Count the lines in the records below that contain the string "lawn", matching case exactly. Reply with only the number.

§ Task data
************
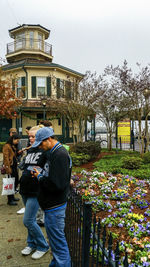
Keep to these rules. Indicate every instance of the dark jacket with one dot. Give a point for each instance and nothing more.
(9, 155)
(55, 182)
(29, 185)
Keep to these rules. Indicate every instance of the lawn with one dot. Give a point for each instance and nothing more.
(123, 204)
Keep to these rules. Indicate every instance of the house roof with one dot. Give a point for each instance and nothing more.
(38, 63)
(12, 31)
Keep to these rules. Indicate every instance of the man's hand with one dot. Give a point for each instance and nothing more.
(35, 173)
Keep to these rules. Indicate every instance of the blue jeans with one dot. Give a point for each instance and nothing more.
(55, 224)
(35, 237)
************
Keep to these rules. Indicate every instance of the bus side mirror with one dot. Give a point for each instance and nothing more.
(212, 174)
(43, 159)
************
§ The result
1